#### BRIEF
Images excluded, repeat each entry below exactly.

#### EXERCISE INPUTS
=====

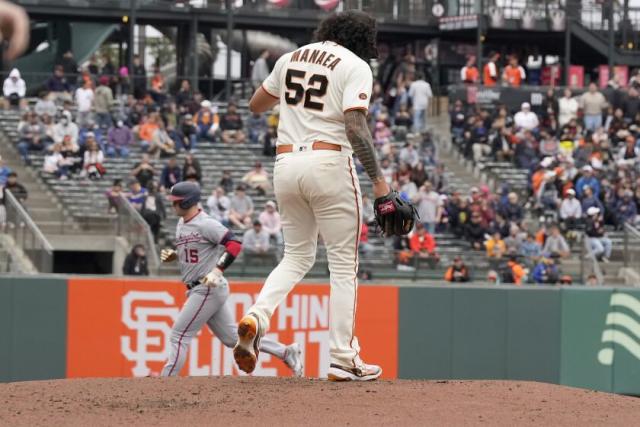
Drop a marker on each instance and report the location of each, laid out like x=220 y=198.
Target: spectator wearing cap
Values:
x=590 y=200
x=84 y=99
x=469 y=73
x=102 y=103
x=630 y=151
x=626 y=210
x=14 y=90
x=241 y=208
x=191 y=169
x=119 y=139
x=457 y=272
x=514 y=240
x=568 y=108
x=256 y=240
x=270 y=220
x=513 y=74
x=600 y=244
x=496 y=249
x=257 y=126
x=513 y=272
x=530 y=250
x=409 y=155
x=592 y=103
x=143 y=171
x=139 y=78
x=114 y=196
x=525 y=118
x=231 y=125
x=570 y=210
x=555 y=245
x=257 y=178
x=423 y=244
x=512 y=211
x=188 y=134
x=218 y=204
x=58 y=84
x=5 y=171
x=158 y=90
x=93 y=159
x=587 y=179
x=207 y=121
x=185 y=94
x=490 y=71
x=137 y=194
x=147 y=130
x=546 y=272
x=226 y=181
x=474 y=230
x=429 y=206
x=32 y=137
x=171 y=175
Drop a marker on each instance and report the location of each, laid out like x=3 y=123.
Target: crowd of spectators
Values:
x=582 y=156
x=86 y=114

=====

#### ANSWER TO THIS TASK
Drop a marker on each instance and report the location of each, laid out like x=220 y=198.
Target: spectator wearing cap
Values:
x=590 y=200
x=84 y=99
x=469 y=73
x=102 y=103
x=630 y=151
x=626 y=210
x=14 y=90
x=241 y=208
x=191 y=169
x=119 y=139
x=457 y=272
x=514 y=240
x=568 y=108
x=256 y=240
x=270 y=220
x=513 y=74
x=600 y=244
x=496 y=249
x=257 y=126
x=513 y=272
x=530 y=250
x=409 y=155
x=592 y=103
x=143 y=171
x=139 y=78
x=114 y=196
x=525 y=118
x=231 y=125
x=570 y=210
x=555 y=245
x=257 y=178
x=423 y=244
x=512 y=211
x=188 y=134
x=218 y=204
x=58 y=84
x=5 y=171
x=158 y=90
x=93 y=159
x=587 y=179
x=207 y=121
x=185 y=94
x=490 y=71
x=137 y=194
x=147 y=130
x=546 y=272
x=226 y=181
x=474 y=230
x=429 y=206
x=32 y=137
x=171 y=175
Drop a marker on each instance and report the location of each, laid out like x=3 y=123.
Target: crowd of spectators
Values:
x=582 y=156
x=86 y=114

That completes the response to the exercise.